Data items
=== Section Start ===
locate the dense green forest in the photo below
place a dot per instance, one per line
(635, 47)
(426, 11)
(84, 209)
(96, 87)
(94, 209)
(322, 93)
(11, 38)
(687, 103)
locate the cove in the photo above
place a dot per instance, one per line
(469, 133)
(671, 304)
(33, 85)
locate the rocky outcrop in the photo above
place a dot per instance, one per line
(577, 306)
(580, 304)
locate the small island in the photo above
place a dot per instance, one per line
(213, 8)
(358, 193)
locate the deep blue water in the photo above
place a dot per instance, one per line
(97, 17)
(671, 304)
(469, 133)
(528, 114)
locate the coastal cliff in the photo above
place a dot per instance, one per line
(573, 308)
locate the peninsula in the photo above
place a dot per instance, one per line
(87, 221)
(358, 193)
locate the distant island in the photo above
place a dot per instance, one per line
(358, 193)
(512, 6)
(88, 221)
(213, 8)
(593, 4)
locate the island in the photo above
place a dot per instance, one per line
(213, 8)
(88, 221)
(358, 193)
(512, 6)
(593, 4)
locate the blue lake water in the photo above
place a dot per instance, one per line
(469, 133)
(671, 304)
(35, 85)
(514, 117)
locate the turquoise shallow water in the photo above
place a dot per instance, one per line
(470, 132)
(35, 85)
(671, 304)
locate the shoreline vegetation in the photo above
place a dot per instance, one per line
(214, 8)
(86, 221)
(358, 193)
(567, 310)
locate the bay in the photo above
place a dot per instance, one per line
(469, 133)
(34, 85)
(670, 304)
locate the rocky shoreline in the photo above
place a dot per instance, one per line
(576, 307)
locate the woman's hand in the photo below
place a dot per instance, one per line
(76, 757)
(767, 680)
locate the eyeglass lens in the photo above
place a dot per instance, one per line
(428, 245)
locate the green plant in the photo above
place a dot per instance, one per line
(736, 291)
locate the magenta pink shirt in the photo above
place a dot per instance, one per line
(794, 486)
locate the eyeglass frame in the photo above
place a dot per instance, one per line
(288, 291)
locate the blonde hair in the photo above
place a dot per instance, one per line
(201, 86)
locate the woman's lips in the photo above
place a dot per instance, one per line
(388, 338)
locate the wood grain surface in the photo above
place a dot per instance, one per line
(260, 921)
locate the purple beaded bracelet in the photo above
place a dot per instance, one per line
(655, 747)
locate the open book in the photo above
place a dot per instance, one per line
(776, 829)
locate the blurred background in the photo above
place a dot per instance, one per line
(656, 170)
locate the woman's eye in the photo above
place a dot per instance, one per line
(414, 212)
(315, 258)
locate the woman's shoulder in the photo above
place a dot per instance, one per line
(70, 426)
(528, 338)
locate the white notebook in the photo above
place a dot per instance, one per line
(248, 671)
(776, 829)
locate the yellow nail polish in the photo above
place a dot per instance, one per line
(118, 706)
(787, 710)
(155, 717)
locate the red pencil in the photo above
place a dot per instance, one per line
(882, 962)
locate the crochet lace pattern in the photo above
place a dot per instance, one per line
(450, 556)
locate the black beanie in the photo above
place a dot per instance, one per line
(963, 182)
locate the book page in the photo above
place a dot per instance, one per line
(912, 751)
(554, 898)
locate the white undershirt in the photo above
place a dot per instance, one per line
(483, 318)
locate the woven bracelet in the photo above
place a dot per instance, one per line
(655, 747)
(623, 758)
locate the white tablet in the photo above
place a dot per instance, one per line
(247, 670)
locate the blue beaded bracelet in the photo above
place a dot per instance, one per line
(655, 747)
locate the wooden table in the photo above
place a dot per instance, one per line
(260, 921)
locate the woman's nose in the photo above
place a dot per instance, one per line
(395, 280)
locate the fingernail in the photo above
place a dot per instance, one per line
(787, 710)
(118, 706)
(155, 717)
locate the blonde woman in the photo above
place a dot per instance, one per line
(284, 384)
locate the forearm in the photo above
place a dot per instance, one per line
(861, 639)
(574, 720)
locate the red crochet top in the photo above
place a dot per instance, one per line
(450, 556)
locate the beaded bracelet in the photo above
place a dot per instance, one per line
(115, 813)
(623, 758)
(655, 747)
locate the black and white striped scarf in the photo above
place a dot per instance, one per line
=== Section End ===
There is a run of lines above from the one with "locate the wood grain" to the one with "locate the woman's eye in the photo above"; print exactly that run, both ends included, and nothing else.

locate the wood grain surface in the photo above
place a dot per instance, one per line
(260, 921)
locate the purple beaded bracelet in the photo above
place a dot per instance, one per line
(655, 747)
locate the open book in the photo above
place a dot per instance, one per line
(776, 829)
locate the blurred background in the photo above
place a dot per instance, one per line
(656, 170)
locate the woman's eye in the photo above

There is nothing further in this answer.